* _TEXT_
◇ ◇ ◇ ◇ ◇ ◇ ◇
# View from the shop



## Omnimill (Jul 4, 2010)

In another post the view from my workshop was admired by a few folks. As we've had the windows replaced recently I thought I'd take a better picture of the view while the glass is still clean ... :big:







Vic.


----------



## steamer (Jul 4, 2010)

Hi Vic,

Ya know, I hate to say it, but you may want to put a back splash on that lathe, to keep the errant object from being flung out of the chuck and through that beautiful window.....in the winter....during a blizzard.... ;D

Dave


----------



## don-tucker (Jul 4, 2010)

That's very nice Omnimill ,I bet you don't know whether to make models or look out of the window,
Don


----------



## Tin Falcon (Jul 4, 2010)

I have a piece of plexigalss over the bottom half of the window have not bounced anthing off it Yet. 
Tin


----------



## Omnimill (Jul 4, 2010)

steamer  said:
			
		

> Hi Vic,
> 
> Ya know, I hate to say it, but you may want to put a back splash on that lathe, to keep the errant object from being flung out of the chuck and through that beautiful window.....in the winter....during a blizzard.... ;D
> 
> Dave



You're right about that Dave, the old window had a "coating" of dried on suds in a nice vertical pattern in line with the chuck  ;D

I'm thinking a polycarbonate shield of some sort when I get one of those "round tuits" :big:

Vic.


----------



## Tin Falcon (Jul 4, 2010)

You should be able to get a sheet of poly carb at the local big box home improvement store . At least it is available here in the states at the home dpots lawes and the better local hardware stores. 
Tin


----------



## steamer (Jul 4, 2010)

Yes I have similar stripes on my wall :big:

My window is up and to the left of the headstock...and no where near as pretty as yours....

Dave


----------



## Maryak (Jul 4, 2010)

Vic,

That's oh so much nicer than the inside of a battered shipping container.  My only consolation is I can't break the window. :

Best Regards
Bob


----------
◇ ◇ ◇ ◇ ◇ ◇ ◇
* _WORK TO COMPLETE_
1) Answer these questions about the thread:
(a) What had recently been replaced in Omnimill's workshop?
(b) Where is steamer's own window in relation to the headstock?
(c) What material is Omnimill considering for a shield?
2) Copy only the part of the listing from the line with "In this exercise you will find the bird head" up to and including the line with "[(261, 232)]", changing "drop one point" to "place one point" each time it occurs and leaving everything else as it is.

* _RECORDS PROVIDED_
◇ ◇ ◇ ◇ ◇ ◇ ◇
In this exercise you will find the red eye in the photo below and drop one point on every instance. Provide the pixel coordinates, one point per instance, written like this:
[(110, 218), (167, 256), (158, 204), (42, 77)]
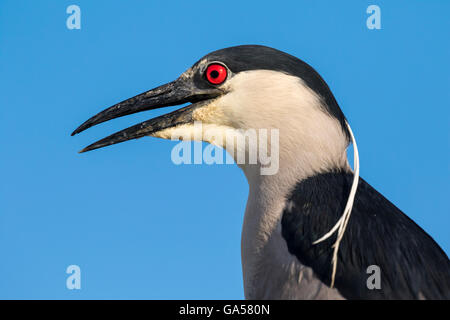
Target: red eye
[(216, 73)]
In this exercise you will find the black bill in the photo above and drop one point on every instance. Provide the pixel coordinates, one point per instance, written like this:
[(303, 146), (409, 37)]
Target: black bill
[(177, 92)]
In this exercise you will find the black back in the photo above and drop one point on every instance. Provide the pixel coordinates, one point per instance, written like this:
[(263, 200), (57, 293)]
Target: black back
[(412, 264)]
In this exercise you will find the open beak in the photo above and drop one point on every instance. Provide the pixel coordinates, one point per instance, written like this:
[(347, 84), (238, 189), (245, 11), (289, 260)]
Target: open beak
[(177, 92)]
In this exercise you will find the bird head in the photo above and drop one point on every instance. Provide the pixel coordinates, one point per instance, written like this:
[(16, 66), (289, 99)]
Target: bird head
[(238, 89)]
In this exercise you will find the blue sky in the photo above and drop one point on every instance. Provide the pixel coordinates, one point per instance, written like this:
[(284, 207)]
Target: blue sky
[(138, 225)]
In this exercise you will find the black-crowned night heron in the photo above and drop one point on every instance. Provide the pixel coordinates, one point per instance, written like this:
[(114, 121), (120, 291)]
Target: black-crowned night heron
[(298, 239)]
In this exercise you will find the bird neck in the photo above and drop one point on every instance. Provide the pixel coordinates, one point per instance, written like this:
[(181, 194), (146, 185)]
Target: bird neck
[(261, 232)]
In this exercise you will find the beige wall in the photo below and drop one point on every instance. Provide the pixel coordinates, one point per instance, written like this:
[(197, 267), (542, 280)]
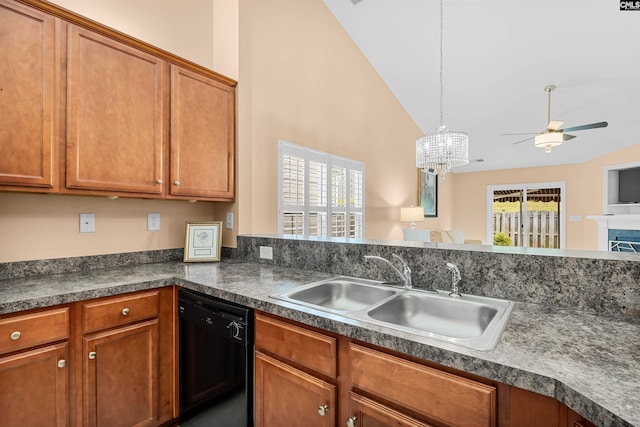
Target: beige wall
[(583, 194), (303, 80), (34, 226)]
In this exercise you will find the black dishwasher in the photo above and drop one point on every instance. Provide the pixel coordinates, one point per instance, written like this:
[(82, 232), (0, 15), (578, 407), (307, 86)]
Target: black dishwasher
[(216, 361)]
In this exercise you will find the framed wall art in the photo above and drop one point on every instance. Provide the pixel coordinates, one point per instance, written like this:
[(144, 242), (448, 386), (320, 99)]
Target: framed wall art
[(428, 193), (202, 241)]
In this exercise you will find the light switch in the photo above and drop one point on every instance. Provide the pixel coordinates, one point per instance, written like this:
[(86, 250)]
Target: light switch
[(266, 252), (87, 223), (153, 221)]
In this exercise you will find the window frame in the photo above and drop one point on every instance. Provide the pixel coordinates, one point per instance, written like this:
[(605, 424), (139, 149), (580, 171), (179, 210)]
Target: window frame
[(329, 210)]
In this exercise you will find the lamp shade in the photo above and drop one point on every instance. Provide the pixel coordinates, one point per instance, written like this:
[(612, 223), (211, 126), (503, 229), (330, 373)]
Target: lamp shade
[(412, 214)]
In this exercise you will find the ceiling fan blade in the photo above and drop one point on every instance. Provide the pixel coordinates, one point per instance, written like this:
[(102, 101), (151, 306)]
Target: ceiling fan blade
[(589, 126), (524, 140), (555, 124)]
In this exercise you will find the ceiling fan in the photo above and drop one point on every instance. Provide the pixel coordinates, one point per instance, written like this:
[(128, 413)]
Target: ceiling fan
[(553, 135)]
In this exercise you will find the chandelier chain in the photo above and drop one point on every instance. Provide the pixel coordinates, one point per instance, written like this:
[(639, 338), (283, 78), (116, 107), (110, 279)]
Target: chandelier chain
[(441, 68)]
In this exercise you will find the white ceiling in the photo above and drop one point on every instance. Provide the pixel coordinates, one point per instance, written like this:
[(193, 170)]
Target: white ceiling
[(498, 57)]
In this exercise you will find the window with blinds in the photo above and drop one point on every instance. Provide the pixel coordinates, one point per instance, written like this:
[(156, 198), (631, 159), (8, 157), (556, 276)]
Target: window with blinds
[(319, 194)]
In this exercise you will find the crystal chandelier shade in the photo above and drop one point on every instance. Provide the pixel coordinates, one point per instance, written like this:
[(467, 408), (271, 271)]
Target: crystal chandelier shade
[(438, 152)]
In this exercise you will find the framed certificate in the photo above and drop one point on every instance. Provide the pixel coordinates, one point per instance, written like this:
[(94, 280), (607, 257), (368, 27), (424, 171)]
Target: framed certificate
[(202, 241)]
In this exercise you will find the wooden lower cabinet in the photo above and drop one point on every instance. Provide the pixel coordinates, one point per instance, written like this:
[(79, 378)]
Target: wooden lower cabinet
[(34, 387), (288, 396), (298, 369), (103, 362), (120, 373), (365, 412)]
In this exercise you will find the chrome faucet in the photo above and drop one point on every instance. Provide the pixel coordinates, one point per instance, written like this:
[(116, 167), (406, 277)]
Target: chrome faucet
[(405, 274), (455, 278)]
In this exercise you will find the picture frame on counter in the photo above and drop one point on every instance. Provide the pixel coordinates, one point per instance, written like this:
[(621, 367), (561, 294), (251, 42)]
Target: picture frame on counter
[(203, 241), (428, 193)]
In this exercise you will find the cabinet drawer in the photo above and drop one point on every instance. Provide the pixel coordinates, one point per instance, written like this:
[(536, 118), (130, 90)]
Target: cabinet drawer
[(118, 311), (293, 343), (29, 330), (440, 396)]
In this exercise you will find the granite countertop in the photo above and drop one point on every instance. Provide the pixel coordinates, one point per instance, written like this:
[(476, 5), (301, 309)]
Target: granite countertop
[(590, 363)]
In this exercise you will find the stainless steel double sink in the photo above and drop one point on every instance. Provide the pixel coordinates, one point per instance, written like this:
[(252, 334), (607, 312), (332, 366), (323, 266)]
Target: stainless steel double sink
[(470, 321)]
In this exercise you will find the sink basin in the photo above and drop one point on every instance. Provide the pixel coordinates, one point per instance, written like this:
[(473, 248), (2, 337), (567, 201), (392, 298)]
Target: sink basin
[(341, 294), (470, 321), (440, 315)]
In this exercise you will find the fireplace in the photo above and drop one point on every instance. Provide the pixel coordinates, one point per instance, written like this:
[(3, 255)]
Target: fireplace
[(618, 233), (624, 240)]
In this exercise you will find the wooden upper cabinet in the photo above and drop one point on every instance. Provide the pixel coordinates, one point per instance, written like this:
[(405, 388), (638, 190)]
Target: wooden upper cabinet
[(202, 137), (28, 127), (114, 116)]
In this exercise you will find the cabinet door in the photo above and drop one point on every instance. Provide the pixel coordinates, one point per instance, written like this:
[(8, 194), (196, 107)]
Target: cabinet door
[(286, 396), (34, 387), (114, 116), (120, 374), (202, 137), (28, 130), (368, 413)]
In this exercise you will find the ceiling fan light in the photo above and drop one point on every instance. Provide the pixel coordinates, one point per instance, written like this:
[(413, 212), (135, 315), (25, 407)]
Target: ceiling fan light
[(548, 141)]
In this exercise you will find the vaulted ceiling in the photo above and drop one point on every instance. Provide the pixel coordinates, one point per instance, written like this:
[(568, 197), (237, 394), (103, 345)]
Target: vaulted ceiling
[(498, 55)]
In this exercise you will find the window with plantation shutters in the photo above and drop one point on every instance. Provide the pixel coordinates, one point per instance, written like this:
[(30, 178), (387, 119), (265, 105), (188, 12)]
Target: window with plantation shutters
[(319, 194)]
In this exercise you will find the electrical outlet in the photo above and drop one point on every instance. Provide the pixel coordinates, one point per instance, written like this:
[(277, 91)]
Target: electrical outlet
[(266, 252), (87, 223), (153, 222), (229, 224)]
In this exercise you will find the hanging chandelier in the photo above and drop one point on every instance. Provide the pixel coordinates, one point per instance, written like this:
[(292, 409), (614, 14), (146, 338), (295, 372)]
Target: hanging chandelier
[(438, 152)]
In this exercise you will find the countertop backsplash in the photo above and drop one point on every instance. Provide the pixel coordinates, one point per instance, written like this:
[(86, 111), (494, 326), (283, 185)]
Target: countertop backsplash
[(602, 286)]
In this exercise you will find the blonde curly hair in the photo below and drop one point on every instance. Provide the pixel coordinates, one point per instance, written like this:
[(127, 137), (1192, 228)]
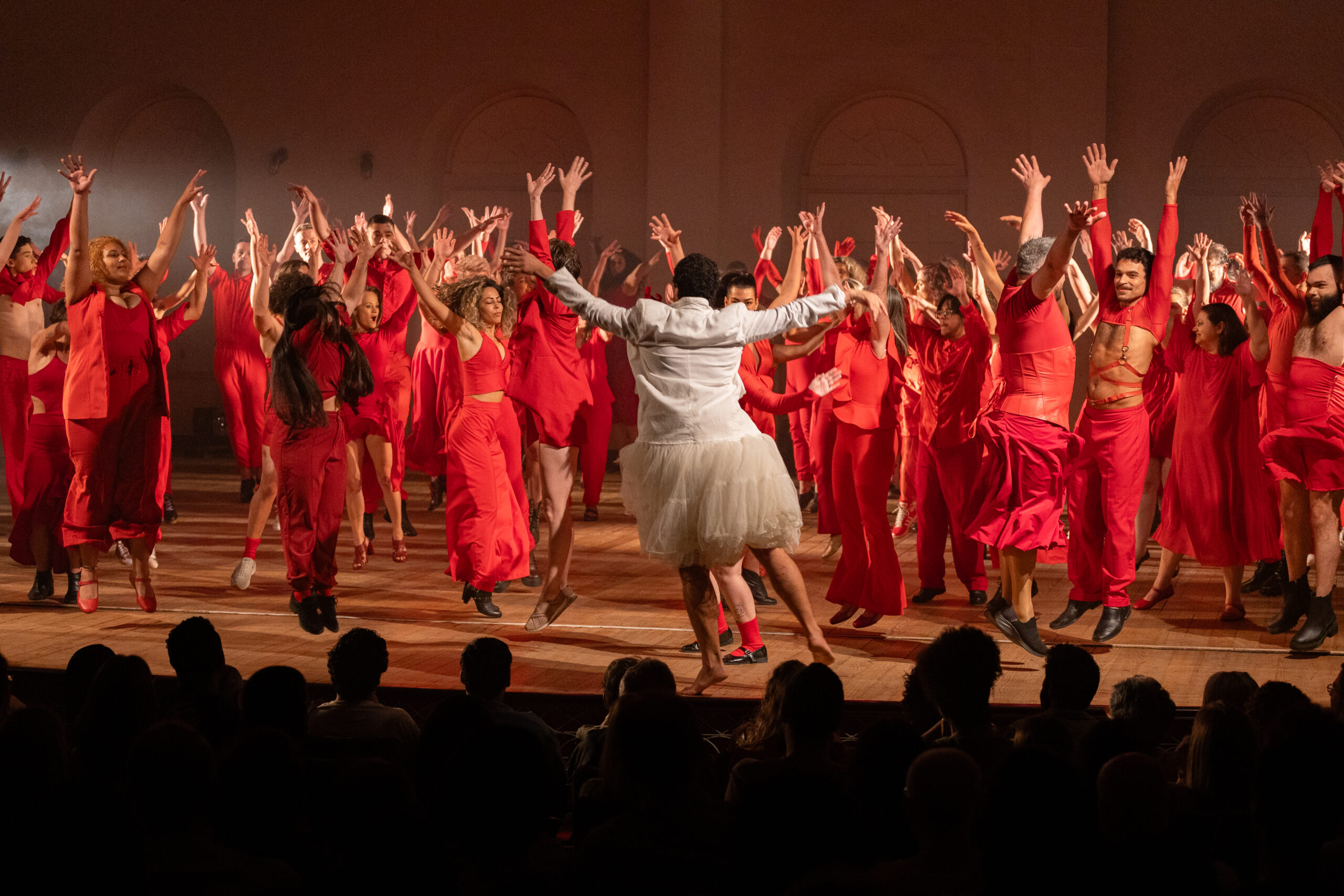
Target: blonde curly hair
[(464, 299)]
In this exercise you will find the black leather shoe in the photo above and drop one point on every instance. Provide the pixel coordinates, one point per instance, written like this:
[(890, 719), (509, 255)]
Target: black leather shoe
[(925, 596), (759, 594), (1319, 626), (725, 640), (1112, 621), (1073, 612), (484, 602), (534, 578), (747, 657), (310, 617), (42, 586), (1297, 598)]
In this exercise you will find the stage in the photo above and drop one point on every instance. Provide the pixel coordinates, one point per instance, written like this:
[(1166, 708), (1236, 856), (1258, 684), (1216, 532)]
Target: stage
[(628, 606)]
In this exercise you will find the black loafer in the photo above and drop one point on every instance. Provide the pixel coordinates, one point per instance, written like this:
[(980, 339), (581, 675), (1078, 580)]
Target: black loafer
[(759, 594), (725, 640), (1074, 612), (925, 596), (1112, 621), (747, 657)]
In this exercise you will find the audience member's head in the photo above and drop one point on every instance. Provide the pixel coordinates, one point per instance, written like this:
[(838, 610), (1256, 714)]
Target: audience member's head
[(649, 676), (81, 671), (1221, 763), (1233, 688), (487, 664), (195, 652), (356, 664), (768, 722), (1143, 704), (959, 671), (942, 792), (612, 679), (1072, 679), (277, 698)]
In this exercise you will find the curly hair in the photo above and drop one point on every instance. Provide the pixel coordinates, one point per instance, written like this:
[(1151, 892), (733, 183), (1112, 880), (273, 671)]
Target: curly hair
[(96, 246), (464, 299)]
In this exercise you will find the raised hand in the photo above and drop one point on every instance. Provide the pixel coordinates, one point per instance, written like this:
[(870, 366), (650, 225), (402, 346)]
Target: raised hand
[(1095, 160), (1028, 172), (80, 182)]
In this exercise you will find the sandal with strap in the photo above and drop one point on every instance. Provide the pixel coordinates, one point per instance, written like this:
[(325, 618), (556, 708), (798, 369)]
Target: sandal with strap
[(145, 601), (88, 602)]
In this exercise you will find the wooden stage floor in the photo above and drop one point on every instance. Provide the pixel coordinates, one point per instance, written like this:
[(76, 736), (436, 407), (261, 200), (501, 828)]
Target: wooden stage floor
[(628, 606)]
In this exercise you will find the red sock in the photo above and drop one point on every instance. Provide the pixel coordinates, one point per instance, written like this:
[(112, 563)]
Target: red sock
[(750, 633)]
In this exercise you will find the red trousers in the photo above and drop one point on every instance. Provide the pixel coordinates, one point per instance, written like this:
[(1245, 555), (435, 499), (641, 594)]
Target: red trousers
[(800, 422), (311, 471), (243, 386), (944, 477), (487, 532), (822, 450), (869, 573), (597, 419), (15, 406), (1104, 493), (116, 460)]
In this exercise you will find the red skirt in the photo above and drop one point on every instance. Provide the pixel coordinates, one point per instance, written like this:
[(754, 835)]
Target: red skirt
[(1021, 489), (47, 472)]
◇ ◇ ◇ ◇ ◇ ◇ ◇
* _TASK-BY-TASK OUTPUTS_
1)
(a) The windows.
(b) Up and to the left of the headstock.
(c) Polycarbonate.

2)
In this exercise you will find the bird head in the photo above and place one point on every instance. Provide the pixel coordinates, one point per instance, written like this:
[(16, 66), (289, 99)]
Target: bird head
[(238, 89)]
In this exercise you will find the blue sky in the photo above and place one point on every instance. Provide the pixel coordinates, one point per instance, written like this:
[(284, 207)]
Target: blue sky
[(138, 225)]
In this exercise you will find the black-crowned night heron in the photo above and place one point on every instance. Provide the pixel coordinates, one point per instance, written like this:
[(114, 121), (120, 291)]
Target: black-crowned night heron
[(298, 239)]
In this exercise you will find the bird neck in the photo above and place one point on every instance. Provide the pixel coordinates, one point per instance, written like this:
[(181, 194), (146, 185)]
Target: bird neck
[(261, 232)]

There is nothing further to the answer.